January 3, 2019
An Overview of Disaster Recovery Testing Scenarios
Modern-day businesses are expected to operate 24/7. Even a minor delay in business operations and service provision can undermine the organization’s credibility and result in significant losses. There are multiple factors which can lead to business downtime, the primary one being a disaster which always strikes when you least expect it. Therefore, in order to stay competitive in the market and ensure business continuity, it is important for organizations to design an efficient disaster recovery (DR) plan and test it regularly. This blog post lists the factors worth considering before testing a DR plan and describes how going through DR testing scenarios can help you prepare for disaster recovery.
What Is a DR Plan?
Generally, a disaster is impossible to predict and it always comes unexpected. Therefore, an organization interested in high availability should design a DR plan. A DR plan is a documented set of tasks and procedures to be implemented when a disaster affects an organization’s IT infrastructure. Its main purpose is to minimize the negative impact of a DR event and prevent possible damages. A comprehensive DR plan dictates what actions to undertake before, during, and after a disaster.
Two types of disaster are differentiated: natural (tornadoes, hurricanes, floods, etc.) and man-made (server errors, failed updates, hacker attacks, etc.). Your DR plan should be created based on the risks and threats that your organization is most prone to. Moreover, the operations and applications which are the most critical for conducting your business should be identified and given the highest priority in the recovery order. By reviewing such factors beforehand, you ensure that your DR plan can address any issues that might arise during an actual DR event.

* TASK REQUIREMENTS
Print the disaster recovery overview from "January 3, 2019" to "Is a DR Plan?".

* RECORDED INFORMATION
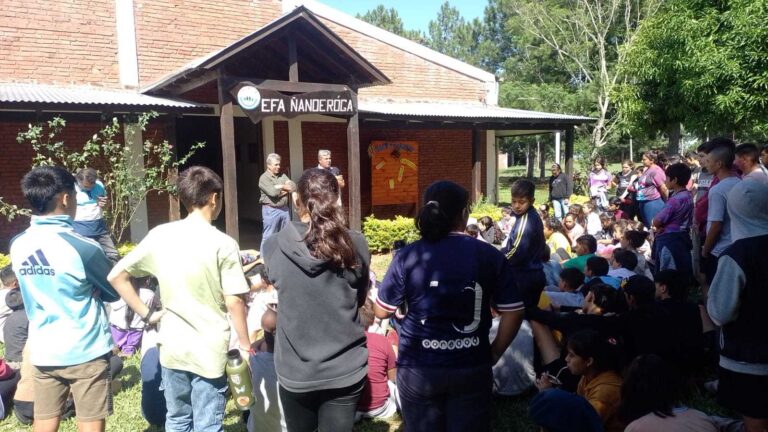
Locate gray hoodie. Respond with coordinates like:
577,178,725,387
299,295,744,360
264,222,370,393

* OUTPUT
January 3, 2019
An Overview of Disaster Recovery Testing Scenarios
Modern-day businesses are expected to operate 24/7. Even a minor delay in business operations and service provision can undermine the organization’s credibility and result in significant losses. There are multiple factors which can lead to business downtime, the primary one being a disaster which always strikes when you least expect it. Therefore, in order to stay competitive in the market and ensure business continuity, it is important for organizations to design an efficient disaster recovery (DR) plan and test it regularly. This blog post lists the factors worth considering before testing a DR plan and describes how going through DR testing scenarios can help you prepare for disaster recovery.
What Is a DR Plan?